## Begin Entries provided

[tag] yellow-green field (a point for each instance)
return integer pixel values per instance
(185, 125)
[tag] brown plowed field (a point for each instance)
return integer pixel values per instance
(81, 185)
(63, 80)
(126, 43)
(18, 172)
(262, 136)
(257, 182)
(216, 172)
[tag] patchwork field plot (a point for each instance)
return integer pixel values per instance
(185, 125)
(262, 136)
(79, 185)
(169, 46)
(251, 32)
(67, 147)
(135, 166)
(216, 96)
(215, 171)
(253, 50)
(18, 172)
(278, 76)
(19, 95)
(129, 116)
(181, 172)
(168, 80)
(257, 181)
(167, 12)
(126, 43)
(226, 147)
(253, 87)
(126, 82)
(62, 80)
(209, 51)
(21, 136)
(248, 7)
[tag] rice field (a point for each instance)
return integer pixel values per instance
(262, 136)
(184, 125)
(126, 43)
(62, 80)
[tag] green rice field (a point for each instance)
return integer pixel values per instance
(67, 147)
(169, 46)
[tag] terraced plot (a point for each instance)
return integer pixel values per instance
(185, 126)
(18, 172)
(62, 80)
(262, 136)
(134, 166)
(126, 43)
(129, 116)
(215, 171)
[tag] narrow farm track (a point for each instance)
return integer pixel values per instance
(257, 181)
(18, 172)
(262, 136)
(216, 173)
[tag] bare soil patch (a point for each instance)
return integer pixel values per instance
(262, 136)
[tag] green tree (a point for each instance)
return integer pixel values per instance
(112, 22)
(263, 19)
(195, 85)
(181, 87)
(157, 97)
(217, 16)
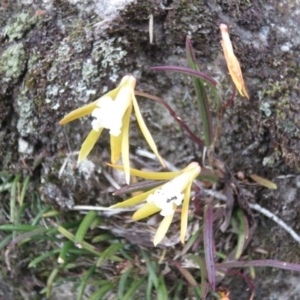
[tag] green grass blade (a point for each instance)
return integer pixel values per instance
(50, 281)
(71, 237)
(13, 198)
(98, 295)
(84, 227)
(203, 273)
(134, 288)
(122, 283)
(24, 189)
(162, 292)
(42, 257)
(201, 96)
(18, 227)
(108, 253)
(5, 241)
(102, 238)
(151, 268)
(85, 281)
(64, 251)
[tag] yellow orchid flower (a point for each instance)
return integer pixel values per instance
(232, 62)
(165, 198)
(112, 111)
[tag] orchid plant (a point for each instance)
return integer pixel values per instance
(113, 110)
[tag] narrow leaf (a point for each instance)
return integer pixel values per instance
(209, 245)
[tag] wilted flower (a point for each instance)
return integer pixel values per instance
(112, 111)
(165, 198)
(232, 62)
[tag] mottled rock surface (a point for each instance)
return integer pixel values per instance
(58, 55)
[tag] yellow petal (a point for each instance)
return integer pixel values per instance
(79, 112)
(145, 130)
(149, 175)
(134, 200)
(125, 143)
(162, 229)
(184, 212)
(145, 211)
(232, 62)
(115, 147)
(89, 144)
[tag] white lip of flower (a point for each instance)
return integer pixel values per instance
(167, 198)
(106, 116)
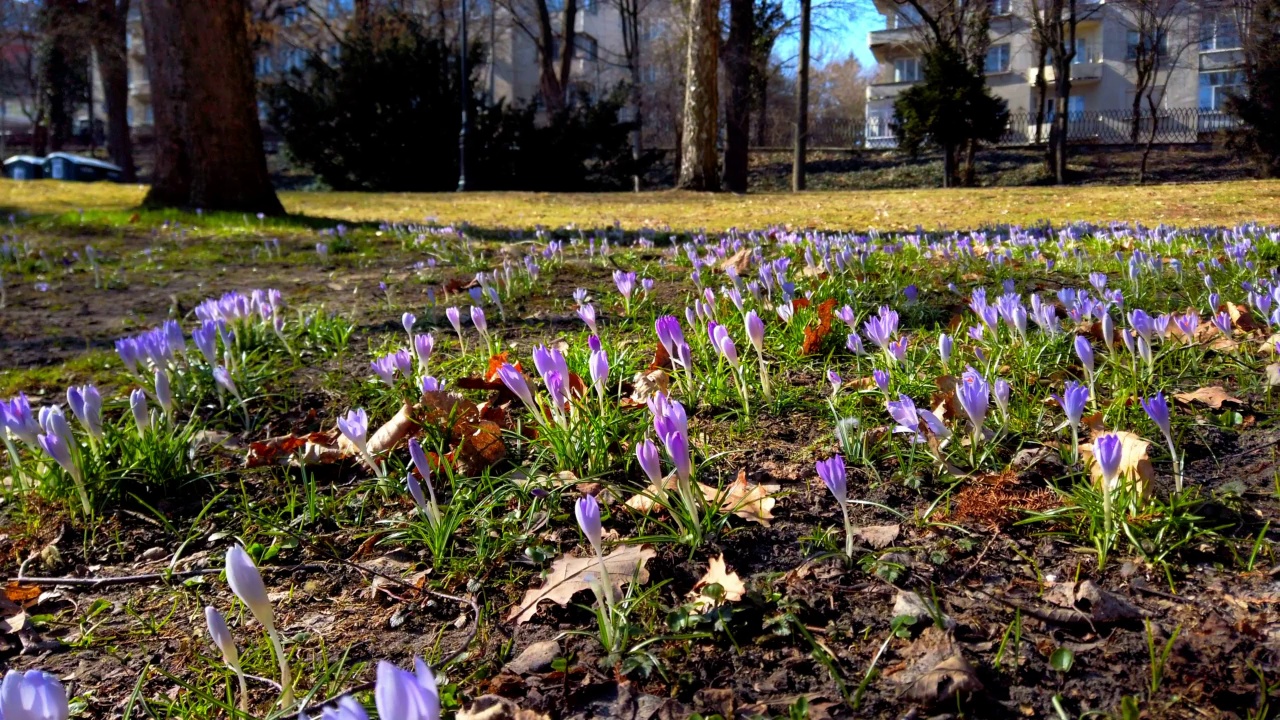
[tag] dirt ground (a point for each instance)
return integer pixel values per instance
(809, 632)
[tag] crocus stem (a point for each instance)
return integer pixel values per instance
(286, 675)
(764, 381)
(607, 583)
(1075, 445)
(849, 532)
(240, 675)
(1178, 465)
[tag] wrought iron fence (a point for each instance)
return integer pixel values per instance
(1088, 127)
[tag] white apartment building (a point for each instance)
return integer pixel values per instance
(1202, 59)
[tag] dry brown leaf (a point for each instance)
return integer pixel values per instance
(1134, 465)
(568, 575)
(940, 671)
(1092, 601)
(718, 574)
(746, 501)
(1274, 374)
(496, 707)
(647, 384)
(740, 261)
(878, 536)
(1212, 396)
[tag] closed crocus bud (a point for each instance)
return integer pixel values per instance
(164, 395)
(33, 695)
(415, 491)
(138, 405)
(588, 513)
(419, 456)
(224, 381)
(516, 383)
(246, 582)
(599, 369)
(647, 452)
(222, 636)
(455, 318)
(423, 346)
(755, 331)
(355, 427)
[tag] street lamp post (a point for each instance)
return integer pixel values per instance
(466, 87)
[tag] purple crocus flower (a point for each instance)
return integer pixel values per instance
(355, 427)
(974, 396)
(668, 333)
(755, 331)
(406, 696)
(1001, 391)
(206, 340)
(1084, 350)
(516, 383)
(588, 315)
(588, 513)
(897, 350)
(1223, 322)
(625, 282)
(903, 410)
(881, 378)
(599, 368)
(647, 452)
(1107, 450)
(1073, 401)
(19, 419)
(854, 342)
(848, 317)
(677, 447)
(1157, 409)
(141, 415)
(423, 346)
(835, 477)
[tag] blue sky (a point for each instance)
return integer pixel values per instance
(848, 33)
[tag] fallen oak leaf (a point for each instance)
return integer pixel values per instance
(1211, 396)
(717, 573)
(570, 575)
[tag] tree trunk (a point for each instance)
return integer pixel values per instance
(1041, 94)
(698, 162)
(737, 113)
(113, 63)
(801, 131)
(209, 142)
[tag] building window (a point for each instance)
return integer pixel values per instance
(586, 48)
(906, 69)
(1074, 109)
(904, 17)
(1216, 86)
(1084, 53)
(1133, 39)
(1220, 32)
(997, 59)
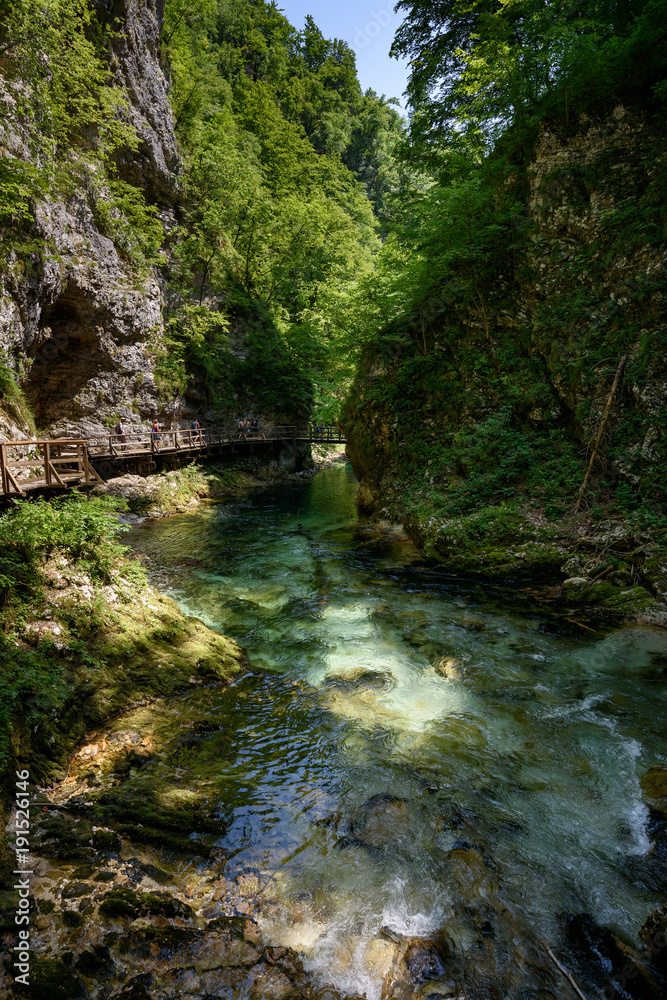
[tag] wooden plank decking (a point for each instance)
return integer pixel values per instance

## End Entries provided

§ **What you need to do**: Please swap "mottled" for "speckled" in the lines above, from the line with "[tag] wilted flower" to the line with "(1178, 465)", changing nothing else. Give back only those lines, leaving out the pictures.

§ **Written solution**:
[tag] wilted flower (a point for each instance)
return integer pixel values per instance
(112, 111)
(165, 198)
(232, 62)
[tag] speckled rock surface (a point for each instance)
return integer pixel values per instance
(58, 55)
[tag] yellow petal (a point for each instance)
return integer pixel values per instance
(79, 112)
(145, 130)
(149, 175)
(134, 200)
(125, 143)
(162, 229)
(184, 212)
(145, 211)
(232, 62)
(115, 147)
(89, 144)
[tag] white lip of flower (a point for each instance)
return integer pixel values per instance
(167, 198)
(106, 116)
[tag] dirt ground (a point for each instance)
return integer pixel values per instance
(809, 632)
[tag] crocus stem (a point for each instance)
return integer pixel values per instance
(286, 675)
(764, 381)
(607, 583)
(1075, 445)
(849, 532)
(240, 675)
(1178, 465)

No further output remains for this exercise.